= Exercise task =
Copy out the rows below word for word, with no changes.

(Coordinate annotation entries)
————

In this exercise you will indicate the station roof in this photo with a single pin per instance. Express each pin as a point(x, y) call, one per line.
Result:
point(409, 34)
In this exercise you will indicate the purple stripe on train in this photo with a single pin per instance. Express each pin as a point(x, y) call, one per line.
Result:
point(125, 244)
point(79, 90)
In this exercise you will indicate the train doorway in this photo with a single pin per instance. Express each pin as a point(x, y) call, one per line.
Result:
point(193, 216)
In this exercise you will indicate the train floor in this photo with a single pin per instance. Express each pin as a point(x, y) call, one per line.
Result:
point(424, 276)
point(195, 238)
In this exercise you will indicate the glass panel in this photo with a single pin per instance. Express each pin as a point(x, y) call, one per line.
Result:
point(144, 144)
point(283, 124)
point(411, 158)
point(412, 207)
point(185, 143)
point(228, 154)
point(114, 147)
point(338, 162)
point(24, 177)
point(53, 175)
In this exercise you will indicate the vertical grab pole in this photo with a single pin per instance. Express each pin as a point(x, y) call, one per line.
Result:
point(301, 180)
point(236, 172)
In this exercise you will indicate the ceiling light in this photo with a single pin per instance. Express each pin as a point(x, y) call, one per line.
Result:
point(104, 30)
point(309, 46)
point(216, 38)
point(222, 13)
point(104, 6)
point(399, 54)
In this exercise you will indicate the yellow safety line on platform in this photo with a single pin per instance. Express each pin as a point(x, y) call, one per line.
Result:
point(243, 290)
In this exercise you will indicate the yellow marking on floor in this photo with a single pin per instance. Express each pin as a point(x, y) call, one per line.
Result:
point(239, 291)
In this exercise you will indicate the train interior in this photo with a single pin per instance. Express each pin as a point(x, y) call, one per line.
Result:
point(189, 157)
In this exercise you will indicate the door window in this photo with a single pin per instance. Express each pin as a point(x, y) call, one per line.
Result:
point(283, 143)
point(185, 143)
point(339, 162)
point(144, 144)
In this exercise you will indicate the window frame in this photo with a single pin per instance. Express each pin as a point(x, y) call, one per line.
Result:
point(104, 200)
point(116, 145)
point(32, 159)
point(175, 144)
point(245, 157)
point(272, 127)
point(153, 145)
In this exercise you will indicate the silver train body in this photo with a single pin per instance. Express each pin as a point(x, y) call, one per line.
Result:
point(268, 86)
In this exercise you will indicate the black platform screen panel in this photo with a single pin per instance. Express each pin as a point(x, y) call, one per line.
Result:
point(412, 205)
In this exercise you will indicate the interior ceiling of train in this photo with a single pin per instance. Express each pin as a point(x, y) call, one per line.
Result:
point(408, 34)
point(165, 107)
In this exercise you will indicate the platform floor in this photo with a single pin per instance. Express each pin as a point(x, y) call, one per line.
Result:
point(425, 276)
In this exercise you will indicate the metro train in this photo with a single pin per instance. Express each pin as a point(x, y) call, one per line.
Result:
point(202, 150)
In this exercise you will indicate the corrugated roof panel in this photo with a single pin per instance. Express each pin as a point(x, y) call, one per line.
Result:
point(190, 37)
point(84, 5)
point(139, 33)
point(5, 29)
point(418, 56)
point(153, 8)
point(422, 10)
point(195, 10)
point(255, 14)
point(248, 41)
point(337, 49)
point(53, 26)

————

= Reply =
In this exercise you will indicate the station roof in this photo with a single pin per instance. Express each pin as a point(x, y) call, one per line.
Result:
point(409, 34)
In this exercise you will indicate the purple stripe on train in this photo with a single pin per instance. Express each pin as a point(x, y) call, one per line.
Result:
point(125, 244)
point(79, 90)
In this exercise you will indicate the train doorway in this photo with a single pin per instance. Express each pin as a point(x, y) call, one per line.
Result:
point(193, 216)
In this exercise you will indicate the train floor in this photo with a single pin per instance. Express each pin as a point(x, y) call, one per line.
Result:
point(424, 276)
point(195, 238)
In this exercise you will indicate the glass panel in this photo with a single pin per instance. Express each pin as a point(x, y) call, one per line.
Result:
point(144, 144)
point(283, 124)
point(411, 158)
point(412, 207)
point(185, 143)
point(228, 154)
point(114, 147)
point(338, 162)
point(24, 177)
point(53, 175)
In this exercise you will indicate the vertical grab pole in this photo with a single pin per instance. Express each pin as a point(x, y) call, one per line.
Result:
point(301, 180)
point(236, 172)
In this exercise you will indicate the ceiling light in this photo with a single pin per instance. Express each pin as a point(x, y) call, one per line.
Result:
point(104, 30)
point(309, 46)
point(216, 38)
point(222, 13)
point(104, 6)
point(399, 54)
In this exercise you will indicate the yellow safety line on platform in this photo with a single pin per instance. Express each pin as a point(x, y) call, one per line.
Result:
point(243, 290)
In this exercise you will indicate the yellow marking on floor in this photo with a single pin per instance. Express each pin as a point(x, y) call, one per line.
Result:
point(239, 291)
In this exercise you will indicate the train interior in this photo with a single pin per instance. Express each pin as a point(x, y) call, one per line.
Result:
point(189, 157)
In this exercise you will indicate the door window in this photo with a single pin per instance. Express each pin as a point(x, y) call, one per line.
Result:
point(283, 143)
point(185, 143)
point(339, 162)
point(144, 144)
In this exercise you will indicate the window frame in this photo with a single pin per instance. Express each pin as a point(x, y) call, one per line.
Result:
point(104, 200)
point(116, 145)
point(32, 159)
point(175, 144)
point(245, 157)
point(272, 127)
point(153, 145)
In this exercise you will indicate the silver train body in this photo with a single pin per instance. Express each pin as a point(x, y) call, one per line.
Result:
point(268, 86)
In this exercise you will indicate the black platform screen panel in this photo with a single pin per instance. Express each pin as a point(x, y) call, one per line.
Result:
point(412, 205)
In this exercise you will indicate the interior ceiling of train in this photo with a single pin per instance. Express each pin as a point(x, y) call, one per line.
Result:
point(408, 34)
point(165, 107)
In this exercise you will indicate the platform floor in this photo with a single pin per instance. Express each pin as a point(x, y) call, one per line.
Result:
point(425, 276)
In this exercise you will indicate the metro train in this photo with a single pin per instance. Express each pin as a point(x, y) call, one per line.
Result:
point(202, 150)
In this exercise you will indicate the corrugated roof panel in this photo with a single pin per instance. Express each pin as a point(x, y) call, one per line.
Result:
point(190, 37)
point(84, 5)
point(139, 33)
point(5, 29)
point(418, 56)
point(153, 8)
point(422, 10)
point(195, 10)
point(255, 14)
point(248, 41)
point(337, 49)
point(53, 26)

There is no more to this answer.